═════ MATERIAL PROVIDED ═════

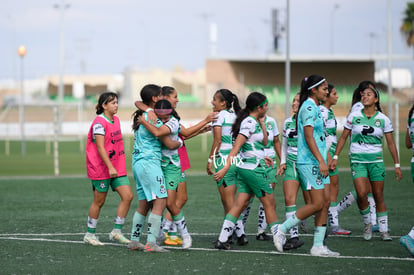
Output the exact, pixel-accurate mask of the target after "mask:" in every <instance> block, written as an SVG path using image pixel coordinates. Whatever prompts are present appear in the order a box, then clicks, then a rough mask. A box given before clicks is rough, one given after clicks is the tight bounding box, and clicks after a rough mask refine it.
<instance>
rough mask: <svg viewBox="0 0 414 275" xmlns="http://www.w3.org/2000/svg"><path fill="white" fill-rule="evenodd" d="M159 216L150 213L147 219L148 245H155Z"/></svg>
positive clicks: (156, 234)
mask: <svg viewBox="0 0 414 275" xmlns="http://www.w3.org/2000/svg"><path fill="white" fill-rule="evenodd" d="M161 218H162V217H161V216H159V215H156V214H154V213H152V212H151V214H150V215H149V217H148V236H147V242H148V243H156V241H157V237H158V236H159V234H160V225H161Z"/></svg>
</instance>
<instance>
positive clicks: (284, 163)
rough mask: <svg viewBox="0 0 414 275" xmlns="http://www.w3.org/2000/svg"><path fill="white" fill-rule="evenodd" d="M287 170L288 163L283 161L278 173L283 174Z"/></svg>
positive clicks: (280, 175) (278, 171)
mask: <svg viewBox="0 0 414 275" xmlns="http://www.w3.org/2000/svg"><path fill="white" fill-rule="evenodd" d="M285 170H286V163H283V164H281V165H280V166H279V168H277V171H276V175H277V176H282V175H283V174H284V173H285Z"/></svg>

═════

ACTIVITY: Write out every line of the records above word for word, leaving out the pictures.

EXERCISE OUTPUT:
Output the exact, pixel-accurate mask of the target after "mask:" in every <instance> block, written as an SVG path using image pixel coordinates. Whatever prompts are present appear in the order a box, then clicks, then a rough mask. A box given before clicks is rough, one given after clicks is the tight bounding box, and clicks after a rough mask refine it.
<instance>
rough mask: <svg viewBox="0 0 414 275" xmlns="http://www.w3.org/2000/svg"><path fill="white" fill-rule="evenodd" d="M159 216L150 213L147 219L148 245H155Z"/></svg>
positive clicks: (156, 234)
mask: <svg viewBox="0 0 414 275" xmlns="http://www.w3.org/2000/svg"><path fill="white" fill-rule="evenodd" d="M161 218H162V217H161V216H159V215H156V214H154V213H152V212H151V214H150V215H149V217H148V236H147V242H148V243H156V241H157V237H158V236H159V234H160V225H161Z"/></svg>
</instance>
<instance>
positive clicks: (284, 163)
rough mask: <svg viewBox="0 0 414 275" xmlns="http://www.w3.org/2000/svg"><path fill="white" fill-rule="evenodd" d="M287 170L288 163L283 161L278 173L283 174Z"/></svg>
positive clicks: (280, 175) (278, 171)
mask: <svg viewBox="0 0 414 275" xmlns="http://www.w3.org/2000/svg"><path fill="white" fill-rule="evenodd" d="M285 170H286V163H283V164H281V165H280V166H279V168H277V171H276V175H277V176H282V175H283V174H284V173H285Z"/></svg>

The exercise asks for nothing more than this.